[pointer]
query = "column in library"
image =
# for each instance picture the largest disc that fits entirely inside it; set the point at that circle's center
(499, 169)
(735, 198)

☆ ☆ ☆

Reproduce each entry from the records above, character for character.

[pointer]
query = "column in library"
image =
# for each instance picture the largest disc that fits entirely inside it; set the point at that circle's center
(499, 169)
(735, 198)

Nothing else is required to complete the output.